# [Dataset excerpts on pointing at objects]
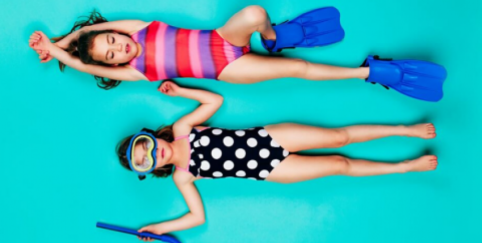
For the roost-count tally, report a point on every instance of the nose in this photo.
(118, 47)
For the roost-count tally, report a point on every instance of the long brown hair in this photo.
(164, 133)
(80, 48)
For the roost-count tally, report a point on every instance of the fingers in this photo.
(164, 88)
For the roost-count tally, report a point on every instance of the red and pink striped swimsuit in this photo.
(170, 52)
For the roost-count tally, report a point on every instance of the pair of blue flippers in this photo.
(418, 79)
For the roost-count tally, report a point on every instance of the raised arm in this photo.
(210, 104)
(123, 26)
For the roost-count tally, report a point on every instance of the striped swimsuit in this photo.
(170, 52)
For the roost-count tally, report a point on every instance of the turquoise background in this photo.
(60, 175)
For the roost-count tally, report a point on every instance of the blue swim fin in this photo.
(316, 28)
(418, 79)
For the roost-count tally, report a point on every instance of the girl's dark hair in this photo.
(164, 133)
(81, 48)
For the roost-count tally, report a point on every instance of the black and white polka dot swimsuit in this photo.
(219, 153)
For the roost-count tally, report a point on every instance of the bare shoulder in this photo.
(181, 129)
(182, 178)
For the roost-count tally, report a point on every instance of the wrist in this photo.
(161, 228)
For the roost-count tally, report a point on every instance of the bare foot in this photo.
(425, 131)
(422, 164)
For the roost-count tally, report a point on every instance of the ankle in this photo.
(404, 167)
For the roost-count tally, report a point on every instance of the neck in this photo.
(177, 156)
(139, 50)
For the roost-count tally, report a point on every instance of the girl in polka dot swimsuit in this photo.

# [Problem details]
Rewrite the records with "roost-count tally" renamed to "swimwear catalog" everywhere, leaving everything else unchanged. Leave the pictures out of your answer.

# [The reply]
For the swimwear catalog, report a point on every instance of the nose in this photo.
(118, 47)
For the swimwear catalog, report a point on every instance of the long brown hair in this photo.
(164, 133)
(80, 48)
For the swimwear catalog, report a point on every instance of the fingers in this photo.
(164, 88)
For the swimwear catalog, report a point on every instance of the red and pink striped swimsuit in this photo.
(170, 52)
For the swimwear catalog, report a point on every instance of the pair of blue flippers in this photo.
(418, 79)
For the swimwear catalog, report a point on every instance of the raised arm in this photo.
(210, 104)
(123, 26)
For the swimwear catalog, report a point on every instance of the striped swimsuit in this photo.
(170, 52)
For the swimwear catalog, report a point on every instance of the turquoise background in this photo.
(60, 175)
For the swimwear catalog, report a point on every instance of the blue swim fin in this photo.
(316, 28)
(418, 79)
For the swimwear catalog, report a point on every instance of the girl's dark hair in this photo.
(164, 133)
(81, 48)
For the swimwear catalog, report a point on every instance of the black and white polka dot swimsuit in this photo.
(219, 153)
For the swimwear catalog, report a point on every instance of the bare shoulder in this photo.
(181, 129)
(182, 178)
For the swimwear catalog, report a point on every instance of the wrist in this photo.
(161, 228)
For the swimwear catalog, report a point on every instance of the bare foot in this photo.
(425, 131)
(422, 164)
For the swimwear catalog, report a point on every instance of the ankle in this photo.
(404, 167)
For the swimwear catalog, report a point on every instance of the neck in this photo.
(177, 156)
(139, 50)
For the swimwear catalog, report a point on every instance of the girl in polka dot swimsuit in this photo.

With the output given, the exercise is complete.